DOCUMENT PASSAGE =
------------

Woodvine v. Dean

Hammond, J.

In the original act establishing the Land Court there was no provision for the revision by this court of questions of law arising in that court. Questions of law arising upon trial in the Superior Court on an appeal from the Land Court might be brought here “ in the same manner as in proceedings at law in said [Superior] court.” St. 1898, c. 562, § 14, now R. L. c. 128, § 13. A subsequent statute provided that questions of law arising in the Land Court might be taken directly to this court for revision in the same manner as questions of law are taken to this court from the Superior Court. St. 1899, c. 131, § 2, now R. L. c. 128, § 13. In the case before us there are two bills of exceptions, one arising out of the hearing in the Land Court and one out of the trial in the Superior Court. The first bill raises only one question, and that is one of jurisdiction.

Denton G. Woodvine devised the land in question to the petitioner, who was his wife, and in his will he made no provision for his children, of whom Hortense W. Dean, who hereinafter will be designated as the respondent, was one. As to the title the crucial and only question was whether this omission was intentional. If it was, then the petitioner’s title was good as against the respondent; otherwise it was not. R. L. c. 135, §19. This was plainly a question of fact. At the bearing before the Land Court the respondent asked for a ruling that the court had no jurisdiction in regard to this issue. The judge refused so to rule, and proceeded to the trial of the issue. He found as a fact that the omission was intentional and ordered a decree for registration of title in the petitioner. The respondent excepted to the refusal to rule as requested, and appealed from the “decision” of the Land Court to the Superior Court, “ to the extent, and in so far as appears in- the issues filed herewith to be tried in said Superior Court.” The only issue “filed herewith” was the following: “ Whether or not the omission of Denton G. Woodvine, under whose will said petitioner claims title to the land which she seeks to have registered in this proceeding, to provide in said will for his children was intentional and not occasioned by accident or mistake, as provided in Chapter 135, Section 19 of the Revised Laws.” Thus, for the time being, the proceedings in "the Land Court *42were suspended, and the parties went to the Superior Court to try the issue above set f.orth.

The Land Court rightly refused the ruling requested. The question whether the omission was intentional- was pivotal. The rights of the parties could not be determined without first settling it, and the proceeding was for the purpose of settling those rights. With certain exceptions, not here mar terial, the decree finally to be entered in this case as to the nature and extent of the petitioner’s title is “ conclusive upon and against all persons.” R. L. c. 128, § 37. That it is not only the right but the duty of a court engaged in such an inquiry, for such a purpose, to determine such a fact, is too plain for argument.

We now pass to the exceptions raised at the trial in the Superior Court upon the issue hereinbefore set forth. In so far as the respondent sought to raise there the same question as to jurisdiction as had been raised in the Land Court, she had no right to any ruling because that question was immaterial to the issue then on trial. In so far as she sought to raise a question as to the jurisdiction of the Superior Court it is manifest that since the Land Court had jurisdiction the appellate court, to whom the issue was submitted, also had jurisdiction.

------------

DATA LINES =
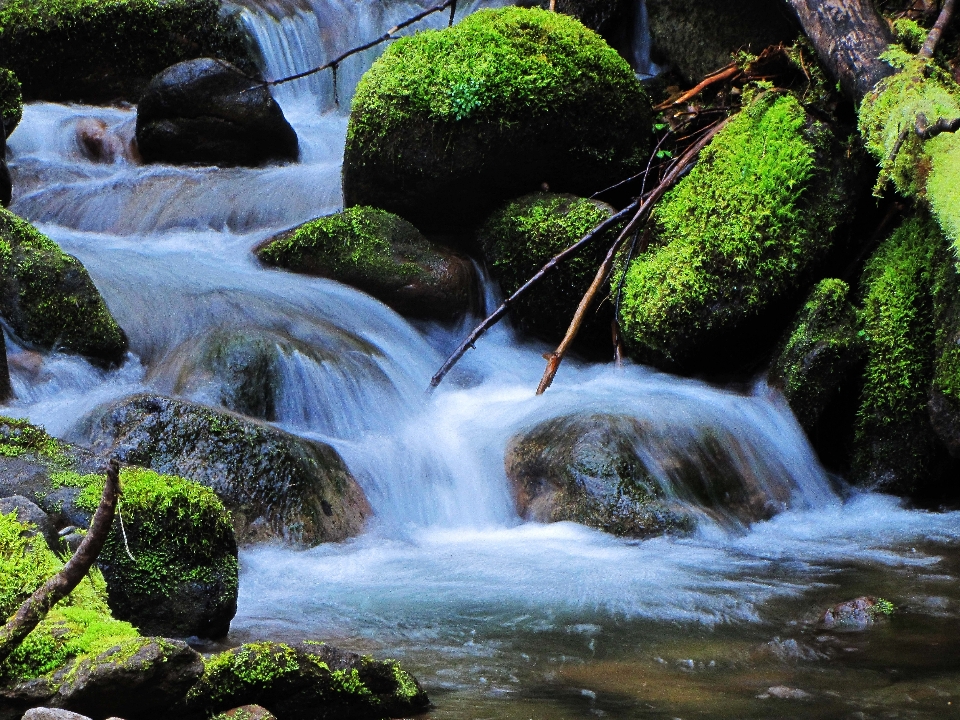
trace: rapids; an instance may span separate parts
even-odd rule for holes
[[[458,18],[480,4],[461,3]],[[243,7],[265,75],[276,78],[421,6]],[[637,71],[652,74],[638,18]],[[444,15],[426,24],[445,23]],[[218,378],[198,369],[216,333],[277,343],[277,423],[334,445],[376,517],[345,543],[244,550],[228,642],[310,636],[401,657],[437,717],[953,711],[960,514],[908,510],[828,477],[762,383],[724,389],[641,366],[570,361],[536,397],[546,348],[504,323],[428,395],[431,374],[475,318],[456,327],[410,323],[336,282],[256,263],[250,249],[264,238],[340,207],[346,111],[376,53],[341,66],[339,104],[329,73],[278,88],[303,153],[290,165],[144,167],[130,146],[134,109],[29,105],[9,140],[12,210],[83,261],[131,352],[104,372],[76,358],[41,358],[8,336],[17,400],[7,411],[82,442],[86,413],[134,392],[216,403]],[[95,156],[79,139],[91,127],[102,135]],[[492,305],[489,283],[487,295]],[[690,538],[644,542],[572,523],[523,523],[503,469],[507,440],[574,411],[651,423],[657,432],[641,450],[663,477],[670,457],[695,452],[709,430],[736,449],[736,472],[789,486],[789,507],[749,527],[704,516]],[[863,594],[889,597],[904,612],[870,638],[812,631],[818,608]],[[805,695],[767,692],[781,686]]]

------------

In the court opinion, what did the Land Court judge find as a fact about the will's omission of the children? The listing has no connection to the court opinion.

TASK SOLUTION =
He found that the omission was intentional.